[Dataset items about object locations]
** start **

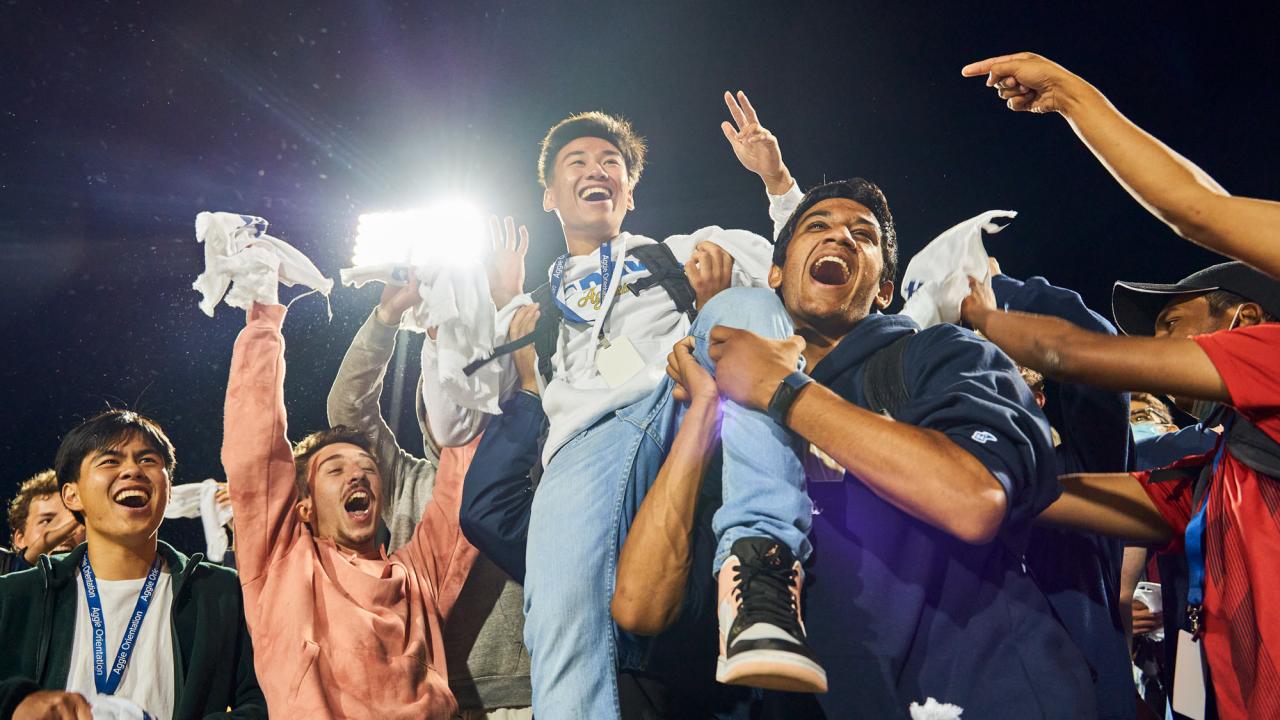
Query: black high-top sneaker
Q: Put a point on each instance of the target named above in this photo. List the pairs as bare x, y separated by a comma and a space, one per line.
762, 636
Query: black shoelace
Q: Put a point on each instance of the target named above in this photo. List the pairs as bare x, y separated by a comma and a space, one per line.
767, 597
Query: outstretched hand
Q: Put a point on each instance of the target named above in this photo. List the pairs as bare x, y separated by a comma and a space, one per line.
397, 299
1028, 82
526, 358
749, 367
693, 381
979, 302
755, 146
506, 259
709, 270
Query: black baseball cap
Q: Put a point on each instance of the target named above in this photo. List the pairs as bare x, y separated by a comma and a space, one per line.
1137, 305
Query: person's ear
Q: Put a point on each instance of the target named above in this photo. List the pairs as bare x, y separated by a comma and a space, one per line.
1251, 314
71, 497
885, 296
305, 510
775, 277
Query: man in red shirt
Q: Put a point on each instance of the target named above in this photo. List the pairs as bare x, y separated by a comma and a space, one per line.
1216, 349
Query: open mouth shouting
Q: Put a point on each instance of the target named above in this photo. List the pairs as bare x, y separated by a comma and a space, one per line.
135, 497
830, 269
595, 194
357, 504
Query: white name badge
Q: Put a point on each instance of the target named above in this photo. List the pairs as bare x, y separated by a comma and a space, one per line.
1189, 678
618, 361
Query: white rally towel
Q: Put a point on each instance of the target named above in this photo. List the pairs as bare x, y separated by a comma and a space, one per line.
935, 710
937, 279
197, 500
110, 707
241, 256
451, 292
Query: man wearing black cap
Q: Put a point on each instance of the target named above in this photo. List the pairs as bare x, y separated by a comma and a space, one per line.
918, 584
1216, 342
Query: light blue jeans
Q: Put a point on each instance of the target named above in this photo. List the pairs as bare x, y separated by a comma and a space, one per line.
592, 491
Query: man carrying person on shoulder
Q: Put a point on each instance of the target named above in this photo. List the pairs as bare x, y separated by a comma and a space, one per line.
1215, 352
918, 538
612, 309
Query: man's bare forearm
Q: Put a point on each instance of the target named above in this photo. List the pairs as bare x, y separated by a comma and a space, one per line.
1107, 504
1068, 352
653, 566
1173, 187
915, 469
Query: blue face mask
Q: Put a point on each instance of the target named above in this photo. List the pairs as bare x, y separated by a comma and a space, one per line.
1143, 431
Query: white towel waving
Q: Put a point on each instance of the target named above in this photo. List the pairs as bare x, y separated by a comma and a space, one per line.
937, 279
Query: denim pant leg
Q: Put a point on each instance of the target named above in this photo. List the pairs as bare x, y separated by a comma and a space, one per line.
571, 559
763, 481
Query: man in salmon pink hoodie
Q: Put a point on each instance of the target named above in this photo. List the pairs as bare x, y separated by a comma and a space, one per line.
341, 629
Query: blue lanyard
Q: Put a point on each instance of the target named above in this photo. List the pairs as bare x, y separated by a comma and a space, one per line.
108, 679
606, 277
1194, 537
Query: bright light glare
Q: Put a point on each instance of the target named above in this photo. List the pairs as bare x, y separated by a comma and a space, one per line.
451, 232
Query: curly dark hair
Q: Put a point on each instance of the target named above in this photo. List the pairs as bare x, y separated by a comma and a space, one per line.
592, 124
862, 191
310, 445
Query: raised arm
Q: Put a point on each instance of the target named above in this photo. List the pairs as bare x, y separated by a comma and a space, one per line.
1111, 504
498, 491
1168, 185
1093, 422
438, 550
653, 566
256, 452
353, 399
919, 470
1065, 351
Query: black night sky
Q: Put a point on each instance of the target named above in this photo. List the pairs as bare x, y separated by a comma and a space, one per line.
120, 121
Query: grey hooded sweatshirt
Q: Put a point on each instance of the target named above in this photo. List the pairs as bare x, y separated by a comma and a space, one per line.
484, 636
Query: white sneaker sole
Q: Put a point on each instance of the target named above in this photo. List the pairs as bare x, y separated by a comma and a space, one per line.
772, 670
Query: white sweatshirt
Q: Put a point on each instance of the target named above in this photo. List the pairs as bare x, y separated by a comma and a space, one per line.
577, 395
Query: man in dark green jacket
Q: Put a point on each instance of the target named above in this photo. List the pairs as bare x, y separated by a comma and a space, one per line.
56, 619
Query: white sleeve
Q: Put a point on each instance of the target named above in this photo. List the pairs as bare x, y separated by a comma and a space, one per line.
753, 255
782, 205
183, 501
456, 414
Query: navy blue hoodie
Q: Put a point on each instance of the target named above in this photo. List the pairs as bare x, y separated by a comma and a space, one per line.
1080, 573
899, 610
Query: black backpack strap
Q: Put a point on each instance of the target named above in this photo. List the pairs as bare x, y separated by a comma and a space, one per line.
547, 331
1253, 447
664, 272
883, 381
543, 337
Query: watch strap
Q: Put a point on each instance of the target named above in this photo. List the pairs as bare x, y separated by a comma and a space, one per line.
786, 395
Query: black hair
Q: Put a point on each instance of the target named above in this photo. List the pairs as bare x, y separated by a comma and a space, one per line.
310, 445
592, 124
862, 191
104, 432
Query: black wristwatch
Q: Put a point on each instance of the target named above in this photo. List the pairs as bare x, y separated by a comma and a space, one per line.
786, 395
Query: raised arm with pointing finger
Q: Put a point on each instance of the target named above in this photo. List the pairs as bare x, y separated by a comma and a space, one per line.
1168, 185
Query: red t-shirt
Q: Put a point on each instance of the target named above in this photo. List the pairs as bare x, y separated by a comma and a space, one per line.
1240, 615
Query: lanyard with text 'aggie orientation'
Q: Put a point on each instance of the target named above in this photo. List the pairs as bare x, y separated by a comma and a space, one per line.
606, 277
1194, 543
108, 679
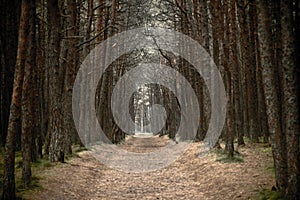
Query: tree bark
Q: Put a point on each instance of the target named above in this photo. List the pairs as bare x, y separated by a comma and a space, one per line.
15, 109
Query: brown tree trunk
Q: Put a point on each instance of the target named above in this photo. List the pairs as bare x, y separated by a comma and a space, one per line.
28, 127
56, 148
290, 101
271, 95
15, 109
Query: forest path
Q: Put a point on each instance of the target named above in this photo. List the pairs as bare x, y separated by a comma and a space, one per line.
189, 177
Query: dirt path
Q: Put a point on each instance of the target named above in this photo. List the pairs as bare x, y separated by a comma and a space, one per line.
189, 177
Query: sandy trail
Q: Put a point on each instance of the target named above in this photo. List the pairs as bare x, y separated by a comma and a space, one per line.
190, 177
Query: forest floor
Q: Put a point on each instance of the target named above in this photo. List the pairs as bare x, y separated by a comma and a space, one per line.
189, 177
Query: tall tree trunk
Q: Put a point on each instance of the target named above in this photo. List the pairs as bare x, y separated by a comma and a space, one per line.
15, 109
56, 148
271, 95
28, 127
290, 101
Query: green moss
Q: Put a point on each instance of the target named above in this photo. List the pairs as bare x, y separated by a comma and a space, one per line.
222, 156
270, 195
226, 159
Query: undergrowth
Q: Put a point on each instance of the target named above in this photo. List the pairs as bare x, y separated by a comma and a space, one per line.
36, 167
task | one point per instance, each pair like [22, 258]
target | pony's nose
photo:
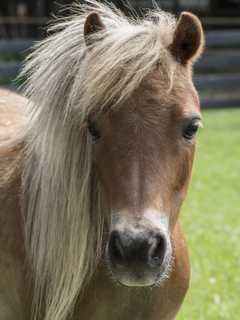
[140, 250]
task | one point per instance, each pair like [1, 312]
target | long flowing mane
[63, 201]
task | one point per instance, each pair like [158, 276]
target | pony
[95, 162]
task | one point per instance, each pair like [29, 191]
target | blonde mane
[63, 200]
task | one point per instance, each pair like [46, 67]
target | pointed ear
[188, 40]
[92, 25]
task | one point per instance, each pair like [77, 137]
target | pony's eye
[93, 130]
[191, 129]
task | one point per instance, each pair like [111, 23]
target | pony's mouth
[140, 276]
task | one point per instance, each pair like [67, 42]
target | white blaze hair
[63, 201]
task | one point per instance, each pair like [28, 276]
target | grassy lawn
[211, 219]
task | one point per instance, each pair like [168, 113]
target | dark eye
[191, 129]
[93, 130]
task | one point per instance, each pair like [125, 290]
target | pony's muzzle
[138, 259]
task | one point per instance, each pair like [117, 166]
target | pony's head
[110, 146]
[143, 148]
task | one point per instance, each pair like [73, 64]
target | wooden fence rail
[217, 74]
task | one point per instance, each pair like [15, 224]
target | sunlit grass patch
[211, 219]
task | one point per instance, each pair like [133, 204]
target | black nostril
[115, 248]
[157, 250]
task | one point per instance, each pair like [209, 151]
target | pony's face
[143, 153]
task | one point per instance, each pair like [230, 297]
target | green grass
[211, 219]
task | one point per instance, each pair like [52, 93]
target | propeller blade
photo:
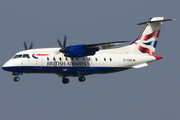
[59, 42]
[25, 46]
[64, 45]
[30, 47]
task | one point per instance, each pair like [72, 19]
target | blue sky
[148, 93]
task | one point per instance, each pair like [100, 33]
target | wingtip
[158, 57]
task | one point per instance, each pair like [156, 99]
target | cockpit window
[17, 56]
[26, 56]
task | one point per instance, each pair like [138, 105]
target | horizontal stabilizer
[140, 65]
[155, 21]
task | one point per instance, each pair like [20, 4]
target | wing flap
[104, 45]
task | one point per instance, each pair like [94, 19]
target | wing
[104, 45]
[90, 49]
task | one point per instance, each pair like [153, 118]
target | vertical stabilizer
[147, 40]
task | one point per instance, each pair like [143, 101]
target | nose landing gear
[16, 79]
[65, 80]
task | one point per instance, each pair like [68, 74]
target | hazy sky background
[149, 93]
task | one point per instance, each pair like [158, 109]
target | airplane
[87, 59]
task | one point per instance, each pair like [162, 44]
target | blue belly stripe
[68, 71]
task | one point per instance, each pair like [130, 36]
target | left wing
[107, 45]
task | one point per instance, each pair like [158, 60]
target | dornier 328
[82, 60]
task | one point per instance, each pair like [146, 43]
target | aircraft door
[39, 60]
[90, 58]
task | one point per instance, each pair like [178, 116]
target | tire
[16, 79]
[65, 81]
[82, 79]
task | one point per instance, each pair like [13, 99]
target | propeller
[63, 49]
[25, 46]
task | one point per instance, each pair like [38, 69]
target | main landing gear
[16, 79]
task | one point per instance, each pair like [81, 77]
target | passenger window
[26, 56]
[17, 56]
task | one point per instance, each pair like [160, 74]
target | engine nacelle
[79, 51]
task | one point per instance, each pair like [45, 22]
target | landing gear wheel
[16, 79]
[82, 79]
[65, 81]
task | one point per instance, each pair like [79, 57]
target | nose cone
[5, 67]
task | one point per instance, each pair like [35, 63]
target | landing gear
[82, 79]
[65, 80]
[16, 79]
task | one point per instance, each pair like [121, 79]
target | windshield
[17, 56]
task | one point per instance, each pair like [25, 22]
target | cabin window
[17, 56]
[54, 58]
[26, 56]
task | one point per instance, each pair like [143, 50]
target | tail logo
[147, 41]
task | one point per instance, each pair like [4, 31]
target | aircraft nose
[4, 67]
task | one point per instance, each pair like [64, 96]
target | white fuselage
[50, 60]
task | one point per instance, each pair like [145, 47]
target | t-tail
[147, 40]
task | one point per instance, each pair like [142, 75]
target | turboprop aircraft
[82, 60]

** end **

- _Goal_
Copy out the items verbatim, starting at the line containing "task | one point per instance, each pair like [25, 22]" and continuing through the final line of the items.

- _Solution for this exercise_
task | one point per instance, each pair like [25, 22]
target | cabin window
[17, 56]
[54, 58]
[26, 56]
task | one point per instance, each pair like [143, 50]
target | tail logo
[147, 41]
task | one point per instance, each pair like [4, 31]
target | aircraft nose
[4, 67]
task | one point per instance, each pair like [64, 96]
target | white fuselage
[50, 60]
task | one point per instance, each pair like [145, 47]
target | t-tail
[147, 40]
task | one point per instance, each pair like [142, 75]
target | turboprop aircraft
[82, 60]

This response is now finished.